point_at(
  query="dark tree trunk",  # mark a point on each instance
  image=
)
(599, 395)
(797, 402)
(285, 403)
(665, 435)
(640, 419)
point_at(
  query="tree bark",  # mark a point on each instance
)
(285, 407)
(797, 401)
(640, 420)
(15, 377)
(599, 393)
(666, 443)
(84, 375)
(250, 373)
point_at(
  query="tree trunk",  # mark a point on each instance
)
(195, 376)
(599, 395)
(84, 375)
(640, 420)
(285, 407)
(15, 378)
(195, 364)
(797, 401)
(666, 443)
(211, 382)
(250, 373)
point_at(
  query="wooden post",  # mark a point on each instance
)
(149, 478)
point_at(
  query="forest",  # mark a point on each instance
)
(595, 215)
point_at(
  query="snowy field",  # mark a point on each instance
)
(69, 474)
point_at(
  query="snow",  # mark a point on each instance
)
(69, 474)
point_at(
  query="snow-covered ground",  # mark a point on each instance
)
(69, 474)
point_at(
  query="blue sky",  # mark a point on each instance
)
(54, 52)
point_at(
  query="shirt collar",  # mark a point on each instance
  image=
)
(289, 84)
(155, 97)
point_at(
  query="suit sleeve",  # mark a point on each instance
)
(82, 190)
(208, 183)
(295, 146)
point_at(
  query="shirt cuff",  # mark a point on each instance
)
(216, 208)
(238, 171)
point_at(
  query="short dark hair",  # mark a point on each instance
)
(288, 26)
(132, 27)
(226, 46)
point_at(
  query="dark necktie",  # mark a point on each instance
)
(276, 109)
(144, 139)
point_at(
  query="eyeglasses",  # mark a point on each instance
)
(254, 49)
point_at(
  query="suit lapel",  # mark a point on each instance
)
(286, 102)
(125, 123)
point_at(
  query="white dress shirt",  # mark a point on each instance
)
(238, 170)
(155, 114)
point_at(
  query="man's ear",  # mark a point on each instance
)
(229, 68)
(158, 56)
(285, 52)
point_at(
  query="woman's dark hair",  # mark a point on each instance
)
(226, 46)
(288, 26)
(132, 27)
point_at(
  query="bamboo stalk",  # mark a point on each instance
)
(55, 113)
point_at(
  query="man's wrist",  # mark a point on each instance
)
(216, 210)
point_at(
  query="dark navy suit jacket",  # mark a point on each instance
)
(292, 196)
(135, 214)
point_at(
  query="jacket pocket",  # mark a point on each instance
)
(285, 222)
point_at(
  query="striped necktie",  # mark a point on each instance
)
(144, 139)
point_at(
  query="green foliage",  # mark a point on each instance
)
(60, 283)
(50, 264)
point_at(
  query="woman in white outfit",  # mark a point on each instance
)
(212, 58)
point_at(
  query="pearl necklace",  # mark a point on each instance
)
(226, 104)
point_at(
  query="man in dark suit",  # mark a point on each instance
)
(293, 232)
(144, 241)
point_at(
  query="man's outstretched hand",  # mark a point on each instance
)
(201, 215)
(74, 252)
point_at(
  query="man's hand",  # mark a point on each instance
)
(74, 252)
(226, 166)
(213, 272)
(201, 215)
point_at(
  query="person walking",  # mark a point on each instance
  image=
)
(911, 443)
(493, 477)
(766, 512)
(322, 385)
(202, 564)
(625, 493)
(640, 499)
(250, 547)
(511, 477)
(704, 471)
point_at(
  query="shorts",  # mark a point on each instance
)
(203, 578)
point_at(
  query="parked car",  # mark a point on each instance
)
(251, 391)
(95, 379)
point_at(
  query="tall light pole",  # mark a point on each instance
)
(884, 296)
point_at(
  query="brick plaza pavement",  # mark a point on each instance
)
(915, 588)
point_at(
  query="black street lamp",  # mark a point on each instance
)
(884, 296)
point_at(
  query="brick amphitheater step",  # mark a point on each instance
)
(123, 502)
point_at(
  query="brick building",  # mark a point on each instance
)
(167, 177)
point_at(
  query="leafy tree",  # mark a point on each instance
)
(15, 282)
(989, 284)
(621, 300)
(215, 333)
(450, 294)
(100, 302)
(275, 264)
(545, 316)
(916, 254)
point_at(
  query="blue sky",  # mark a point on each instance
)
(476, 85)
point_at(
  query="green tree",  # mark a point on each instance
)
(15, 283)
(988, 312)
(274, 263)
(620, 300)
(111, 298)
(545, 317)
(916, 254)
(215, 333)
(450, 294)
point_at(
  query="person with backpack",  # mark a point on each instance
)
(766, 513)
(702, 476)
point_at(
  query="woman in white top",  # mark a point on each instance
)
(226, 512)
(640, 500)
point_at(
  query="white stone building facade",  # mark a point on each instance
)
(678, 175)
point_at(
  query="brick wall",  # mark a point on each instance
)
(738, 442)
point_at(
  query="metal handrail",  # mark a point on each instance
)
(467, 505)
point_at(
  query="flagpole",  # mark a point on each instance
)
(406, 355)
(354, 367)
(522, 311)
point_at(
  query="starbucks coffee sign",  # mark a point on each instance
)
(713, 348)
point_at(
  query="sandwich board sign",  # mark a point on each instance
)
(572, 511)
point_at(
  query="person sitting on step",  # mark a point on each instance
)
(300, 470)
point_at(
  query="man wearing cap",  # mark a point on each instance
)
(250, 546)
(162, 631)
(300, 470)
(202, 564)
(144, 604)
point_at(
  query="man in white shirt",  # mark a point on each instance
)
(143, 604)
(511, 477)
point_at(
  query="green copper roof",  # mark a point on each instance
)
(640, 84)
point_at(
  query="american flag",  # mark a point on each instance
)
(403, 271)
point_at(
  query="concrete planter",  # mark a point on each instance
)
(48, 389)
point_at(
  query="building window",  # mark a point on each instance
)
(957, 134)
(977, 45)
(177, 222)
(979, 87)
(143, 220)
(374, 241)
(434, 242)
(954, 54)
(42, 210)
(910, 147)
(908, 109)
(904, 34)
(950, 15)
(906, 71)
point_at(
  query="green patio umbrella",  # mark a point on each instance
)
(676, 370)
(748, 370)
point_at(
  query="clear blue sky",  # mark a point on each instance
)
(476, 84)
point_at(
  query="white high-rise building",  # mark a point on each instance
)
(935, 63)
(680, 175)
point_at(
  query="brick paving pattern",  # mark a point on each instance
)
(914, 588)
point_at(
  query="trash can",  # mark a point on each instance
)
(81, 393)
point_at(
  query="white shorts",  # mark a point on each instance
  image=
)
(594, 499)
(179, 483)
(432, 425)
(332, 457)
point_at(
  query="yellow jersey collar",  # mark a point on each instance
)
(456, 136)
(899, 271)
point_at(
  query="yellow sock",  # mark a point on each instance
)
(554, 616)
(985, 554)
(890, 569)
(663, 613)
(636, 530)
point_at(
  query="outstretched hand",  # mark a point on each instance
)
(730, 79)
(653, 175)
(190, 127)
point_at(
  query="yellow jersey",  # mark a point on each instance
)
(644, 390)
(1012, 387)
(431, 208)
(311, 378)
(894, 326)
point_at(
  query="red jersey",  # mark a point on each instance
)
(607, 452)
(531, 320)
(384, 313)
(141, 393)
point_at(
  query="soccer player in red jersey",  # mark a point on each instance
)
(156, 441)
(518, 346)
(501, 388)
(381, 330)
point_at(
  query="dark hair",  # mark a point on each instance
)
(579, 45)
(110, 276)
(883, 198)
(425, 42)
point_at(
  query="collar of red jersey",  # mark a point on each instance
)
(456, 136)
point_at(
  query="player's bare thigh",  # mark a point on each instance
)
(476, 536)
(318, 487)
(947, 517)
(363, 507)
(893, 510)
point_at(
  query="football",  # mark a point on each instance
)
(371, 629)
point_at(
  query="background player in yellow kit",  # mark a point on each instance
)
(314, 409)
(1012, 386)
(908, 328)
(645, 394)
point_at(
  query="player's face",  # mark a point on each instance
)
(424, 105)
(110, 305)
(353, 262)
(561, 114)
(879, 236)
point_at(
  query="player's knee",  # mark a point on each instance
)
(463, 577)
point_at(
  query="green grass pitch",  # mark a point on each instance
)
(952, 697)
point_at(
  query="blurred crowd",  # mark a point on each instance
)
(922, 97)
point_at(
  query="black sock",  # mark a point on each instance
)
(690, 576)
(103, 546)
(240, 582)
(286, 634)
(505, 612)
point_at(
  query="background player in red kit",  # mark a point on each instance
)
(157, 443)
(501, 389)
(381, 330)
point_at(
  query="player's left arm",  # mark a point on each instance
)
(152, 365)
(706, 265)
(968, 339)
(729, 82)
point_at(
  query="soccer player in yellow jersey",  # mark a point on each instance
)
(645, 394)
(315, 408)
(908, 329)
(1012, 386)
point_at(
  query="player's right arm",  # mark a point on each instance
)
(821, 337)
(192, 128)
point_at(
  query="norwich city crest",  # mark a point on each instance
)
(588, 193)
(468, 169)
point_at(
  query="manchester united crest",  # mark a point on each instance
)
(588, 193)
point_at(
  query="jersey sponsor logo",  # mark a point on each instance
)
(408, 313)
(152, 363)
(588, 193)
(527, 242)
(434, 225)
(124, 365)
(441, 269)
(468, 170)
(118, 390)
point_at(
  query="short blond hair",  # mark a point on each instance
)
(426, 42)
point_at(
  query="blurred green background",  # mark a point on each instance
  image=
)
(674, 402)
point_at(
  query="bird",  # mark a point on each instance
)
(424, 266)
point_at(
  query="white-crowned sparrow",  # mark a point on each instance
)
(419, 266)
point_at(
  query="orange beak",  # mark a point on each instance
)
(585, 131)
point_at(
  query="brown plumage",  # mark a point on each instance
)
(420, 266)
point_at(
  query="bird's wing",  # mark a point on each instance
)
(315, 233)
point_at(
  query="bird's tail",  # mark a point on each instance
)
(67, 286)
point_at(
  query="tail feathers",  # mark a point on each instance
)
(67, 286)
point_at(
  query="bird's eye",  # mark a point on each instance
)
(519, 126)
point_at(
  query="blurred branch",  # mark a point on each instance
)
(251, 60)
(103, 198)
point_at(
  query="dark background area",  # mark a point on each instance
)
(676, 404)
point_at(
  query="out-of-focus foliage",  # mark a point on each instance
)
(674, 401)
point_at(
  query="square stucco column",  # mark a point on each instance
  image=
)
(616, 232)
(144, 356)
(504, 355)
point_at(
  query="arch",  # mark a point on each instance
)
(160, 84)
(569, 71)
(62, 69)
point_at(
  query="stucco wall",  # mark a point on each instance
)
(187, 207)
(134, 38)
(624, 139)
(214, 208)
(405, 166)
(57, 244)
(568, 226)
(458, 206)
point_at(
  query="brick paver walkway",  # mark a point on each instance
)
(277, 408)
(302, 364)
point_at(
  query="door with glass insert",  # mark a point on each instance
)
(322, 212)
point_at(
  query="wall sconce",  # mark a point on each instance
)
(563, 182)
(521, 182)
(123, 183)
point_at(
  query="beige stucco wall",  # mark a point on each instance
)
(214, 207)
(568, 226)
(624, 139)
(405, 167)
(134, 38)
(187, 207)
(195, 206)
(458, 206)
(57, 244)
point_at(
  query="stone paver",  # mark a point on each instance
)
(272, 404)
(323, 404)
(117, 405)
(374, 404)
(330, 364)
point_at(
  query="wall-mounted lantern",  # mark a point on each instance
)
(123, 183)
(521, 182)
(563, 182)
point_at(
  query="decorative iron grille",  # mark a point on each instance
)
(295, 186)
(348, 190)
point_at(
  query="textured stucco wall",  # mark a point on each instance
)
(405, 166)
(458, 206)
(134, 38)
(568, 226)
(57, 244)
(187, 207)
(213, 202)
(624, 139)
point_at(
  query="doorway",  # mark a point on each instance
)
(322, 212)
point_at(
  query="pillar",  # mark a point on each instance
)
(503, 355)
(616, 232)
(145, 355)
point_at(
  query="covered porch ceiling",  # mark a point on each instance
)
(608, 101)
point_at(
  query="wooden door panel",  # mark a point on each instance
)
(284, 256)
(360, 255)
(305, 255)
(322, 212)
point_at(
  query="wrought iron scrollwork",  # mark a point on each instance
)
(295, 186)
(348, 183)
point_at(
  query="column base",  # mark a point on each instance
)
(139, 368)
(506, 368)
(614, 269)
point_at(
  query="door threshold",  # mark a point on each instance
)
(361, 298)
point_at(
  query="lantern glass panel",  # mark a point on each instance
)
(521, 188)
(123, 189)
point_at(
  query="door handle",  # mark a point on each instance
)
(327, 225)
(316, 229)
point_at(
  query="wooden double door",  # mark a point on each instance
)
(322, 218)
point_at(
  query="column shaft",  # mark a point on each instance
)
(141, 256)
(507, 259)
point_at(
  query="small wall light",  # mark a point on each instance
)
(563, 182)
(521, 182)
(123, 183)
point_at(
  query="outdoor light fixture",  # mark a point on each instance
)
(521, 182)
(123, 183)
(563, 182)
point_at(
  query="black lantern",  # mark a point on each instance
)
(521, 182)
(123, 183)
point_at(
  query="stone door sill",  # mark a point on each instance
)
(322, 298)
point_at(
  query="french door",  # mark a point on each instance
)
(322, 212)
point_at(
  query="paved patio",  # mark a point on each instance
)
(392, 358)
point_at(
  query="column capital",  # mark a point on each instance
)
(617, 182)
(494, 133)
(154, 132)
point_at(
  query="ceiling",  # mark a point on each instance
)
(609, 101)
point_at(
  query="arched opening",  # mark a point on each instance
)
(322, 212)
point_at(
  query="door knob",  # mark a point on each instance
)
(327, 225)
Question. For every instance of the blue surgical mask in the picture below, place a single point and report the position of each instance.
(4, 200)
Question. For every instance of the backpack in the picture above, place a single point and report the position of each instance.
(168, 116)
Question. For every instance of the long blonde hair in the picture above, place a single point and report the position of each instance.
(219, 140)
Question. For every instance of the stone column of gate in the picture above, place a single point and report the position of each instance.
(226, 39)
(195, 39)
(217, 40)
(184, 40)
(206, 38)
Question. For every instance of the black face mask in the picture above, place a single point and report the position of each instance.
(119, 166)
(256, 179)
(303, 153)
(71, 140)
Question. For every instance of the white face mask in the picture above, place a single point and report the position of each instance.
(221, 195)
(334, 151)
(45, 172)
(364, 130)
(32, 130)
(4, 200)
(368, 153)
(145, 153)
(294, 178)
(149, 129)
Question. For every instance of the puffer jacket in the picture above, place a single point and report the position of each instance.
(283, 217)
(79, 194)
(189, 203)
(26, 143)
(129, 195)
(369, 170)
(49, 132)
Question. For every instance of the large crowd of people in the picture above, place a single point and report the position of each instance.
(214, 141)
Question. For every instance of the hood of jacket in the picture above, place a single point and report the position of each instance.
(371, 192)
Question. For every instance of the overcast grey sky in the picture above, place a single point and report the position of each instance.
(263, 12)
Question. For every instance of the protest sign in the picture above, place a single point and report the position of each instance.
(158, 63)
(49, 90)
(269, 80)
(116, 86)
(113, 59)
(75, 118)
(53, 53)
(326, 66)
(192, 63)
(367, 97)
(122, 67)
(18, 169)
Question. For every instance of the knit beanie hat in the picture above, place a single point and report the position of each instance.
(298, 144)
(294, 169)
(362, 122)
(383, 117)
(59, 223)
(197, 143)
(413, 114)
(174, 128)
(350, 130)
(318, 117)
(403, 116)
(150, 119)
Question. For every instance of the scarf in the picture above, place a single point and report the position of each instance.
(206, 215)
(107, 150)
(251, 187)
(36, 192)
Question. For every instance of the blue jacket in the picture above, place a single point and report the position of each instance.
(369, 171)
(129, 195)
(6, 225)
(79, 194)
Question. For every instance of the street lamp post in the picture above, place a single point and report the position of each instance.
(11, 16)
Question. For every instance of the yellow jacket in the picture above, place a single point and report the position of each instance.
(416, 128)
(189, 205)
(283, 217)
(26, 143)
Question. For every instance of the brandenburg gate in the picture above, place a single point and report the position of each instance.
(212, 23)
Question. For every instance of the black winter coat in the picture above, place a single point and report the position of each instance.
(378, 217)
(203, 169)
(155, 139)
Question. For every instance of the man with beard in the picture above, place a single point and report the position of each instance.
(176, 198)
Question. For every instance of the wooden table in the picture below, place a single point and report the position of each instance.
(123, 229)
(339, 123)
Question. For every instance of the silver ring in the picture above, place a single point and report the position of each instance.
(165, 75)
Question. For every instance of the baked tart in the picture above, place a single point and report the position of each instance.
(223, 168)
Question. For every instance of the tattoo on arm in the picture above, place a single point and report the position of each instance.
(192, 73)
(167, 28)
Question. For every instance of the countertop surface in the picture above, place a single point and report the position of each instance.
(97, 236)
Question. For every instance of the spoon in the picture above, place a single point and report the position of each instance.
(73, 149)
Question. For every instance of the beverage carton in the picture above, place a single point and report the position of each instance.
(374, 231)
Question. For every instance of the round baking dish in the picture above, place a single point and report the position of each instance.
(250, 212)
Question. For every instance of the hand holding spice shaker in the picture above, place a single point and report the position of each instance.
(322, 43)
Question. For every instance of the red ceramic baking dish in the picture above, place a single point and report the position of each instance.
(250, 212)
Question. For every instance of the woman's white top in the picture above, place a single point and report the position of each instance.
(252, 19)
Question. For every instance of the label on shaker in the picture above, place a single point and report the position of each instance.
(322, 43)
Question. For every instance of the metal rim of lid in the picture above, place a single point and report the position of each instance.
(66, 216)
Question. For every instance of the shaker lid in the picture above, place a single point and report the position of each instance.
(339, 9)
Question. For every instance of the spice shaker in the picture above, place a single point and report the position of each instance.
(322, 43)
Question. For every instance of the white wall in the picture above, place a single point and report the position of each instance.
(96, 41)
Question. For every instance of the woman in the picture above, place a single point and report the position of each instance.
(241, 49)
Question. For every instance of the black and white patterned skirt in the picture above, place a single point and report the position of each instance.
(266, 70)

◆ ◆ ◆ ◆

Return all lines above that mention the word "sock".

  query="yellow sock",  # mark a point on each instance
  query="black sock",  # mark a point on each instance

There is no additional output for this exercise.